§ Supplied text
········

A prompt diagnosis and treatment has a great impact on the hearing prognosis of patients with AIED and thus has stimulated the search for specific markers of inner ear inflammation. The presence of autoantibodies is usually the first step in recognizing the autoimmune nature of a disease, but this is not enough as autoantibodies are also common in people without an autoimmune disease. In fact, autoantibodies against specific cochlear antigens have a low specificity for rapidly progressive sensorineural hearing loss. Although other localized autoimmune diseases such as pemphigus or cutaneous vasculitis are diagnosed by immunofluorescence in biopsied tissues, this is not possible in the case of AIED because an inner ear biopsy represents the destruction of the organ and its function.

The diagnosis of AIED is based fundamentally on clinical evaluation, the demonstration of a progressive sensorineural hearing loss in periodic audiological tests and a response to immunomodulatory drugs such as corticosteroids.

Once other causes of sensorineural hearing loss have been ruled out, patients undergo a battery of non-specific test common to other autoimmune diseases: blood tests, biochemistry, erythrocyte sedimentation rate, etc. In certain cases, serological studies can detect some specific autoantibodies, but there are no immunological or serological tests that are specific or sensitive enough to establish a definitive diagnosis[18]. A summary of the main specific and non-specific autoantibodies found in AIED patients and experimental models is given in Table 1. Most studies deal with one or several autoantibodies and no single study has examined them all in the same population.

Table 1 Specific and non-specific autoantibodies present in autoimmune inner ear disease patients and/or animal models of sterile labyrinthitis.
Specific autoantibodies
Collagen type II
Collagen type IX
Cochlin
DEP-1/CD 148
KHRI-3
Myelin protein P0
Raf-1
Beta-tectorin
Beta-actin
Connexin 26
Non-specific autoantibodies
Antinuclear antibodies
Anti-neutrophil cytoplasmic antibodies
Anti-endothelial cell antibodies
Rheumatoid factor
Heat shock protein of 70 kDa
Anti-phospholipids/anticardiolipin antibodies
Antithyroid antibodies
Immunological tests

Numerous tests have been proposed, antibodies against collagen type II, endothelial cells, sulfoglucoronosyl glycolipids, major peripheral protein P0, etc (Table 1). The role of immune complexes and changes in blood lymphocytic populations has also been studied[19].

········

§ Supplied information
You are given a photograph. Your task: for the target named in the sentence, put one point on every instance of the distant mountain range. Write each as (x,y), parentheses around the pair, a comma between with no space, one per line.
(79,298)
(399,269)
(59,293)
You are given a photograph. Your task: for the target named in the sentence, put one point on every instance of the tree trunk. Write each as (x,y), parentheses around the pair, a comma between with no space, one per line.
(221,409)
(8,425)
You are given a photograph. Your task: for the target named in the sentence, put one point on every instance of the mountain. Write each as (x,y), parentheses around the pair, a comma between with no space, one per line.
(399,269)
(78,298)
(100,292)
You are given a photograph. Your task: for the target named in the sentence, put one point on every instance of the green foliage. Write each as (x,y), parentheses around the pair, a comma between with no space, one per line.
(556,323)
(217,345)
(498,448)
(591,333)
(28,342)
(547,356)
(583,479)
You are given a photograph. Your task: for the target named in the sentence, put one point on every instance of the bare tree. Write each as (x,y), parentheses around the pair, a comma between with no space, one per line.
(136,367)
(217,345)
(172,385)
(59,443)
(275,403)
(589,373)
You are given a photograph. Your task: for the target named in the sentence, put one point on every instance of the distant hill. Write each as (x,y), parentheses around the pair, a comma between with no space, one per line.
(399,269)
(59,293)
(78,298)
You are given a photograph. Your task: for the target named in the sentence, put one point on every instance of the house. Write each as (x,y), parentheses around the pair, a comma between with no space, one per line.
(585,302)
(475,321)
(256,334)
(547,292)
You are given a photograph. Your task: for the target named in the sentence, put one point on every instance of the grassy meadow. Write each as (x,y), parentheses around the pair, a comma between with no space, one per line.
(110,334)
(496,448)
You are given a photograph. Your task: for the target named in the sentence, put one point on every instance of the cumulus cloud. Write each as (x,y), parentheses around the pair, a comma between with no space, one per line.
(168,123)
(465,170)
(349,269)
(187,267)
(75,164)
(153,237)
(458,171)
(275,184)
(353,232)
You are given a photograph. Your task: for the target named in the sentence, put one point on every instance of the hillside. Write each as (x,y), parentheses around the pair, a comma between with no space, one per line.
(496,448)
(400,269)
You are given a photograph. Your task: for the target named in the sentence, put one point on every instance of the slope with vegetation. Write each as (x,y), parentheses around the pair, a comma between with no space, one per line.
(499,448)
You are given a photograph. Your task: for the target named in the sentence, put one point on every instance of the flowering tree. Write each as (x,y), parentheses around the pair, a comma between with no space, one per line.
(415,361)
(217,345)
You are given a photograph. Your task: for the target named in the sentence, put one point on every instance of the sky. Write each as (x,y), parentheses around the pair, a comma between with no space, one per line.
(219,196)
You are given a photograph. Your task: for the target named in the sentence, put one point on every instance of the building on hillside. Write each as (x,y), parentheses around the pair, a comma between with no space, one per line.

········

§ Work item A
According to the text on autoimmune inner ear disease, why can't AIED be diagnosed by immunofluorescence in biopsied tissue?
§ Work item B
Retype the text on autoimmune inner ear disease from "The diagnosis of" up to and including "such as corticosteroids.".

§ Task solution A
An inner ear biopsy would destroy the organ and its function.

§ Task solution B
The diagnosis of AIED is based fundamentally on clinical evaluation, the demonstration of a progressive sensorineural hearing loss in periodic audiological tests and a response to immunomodulatory drugs such as corticosteroids.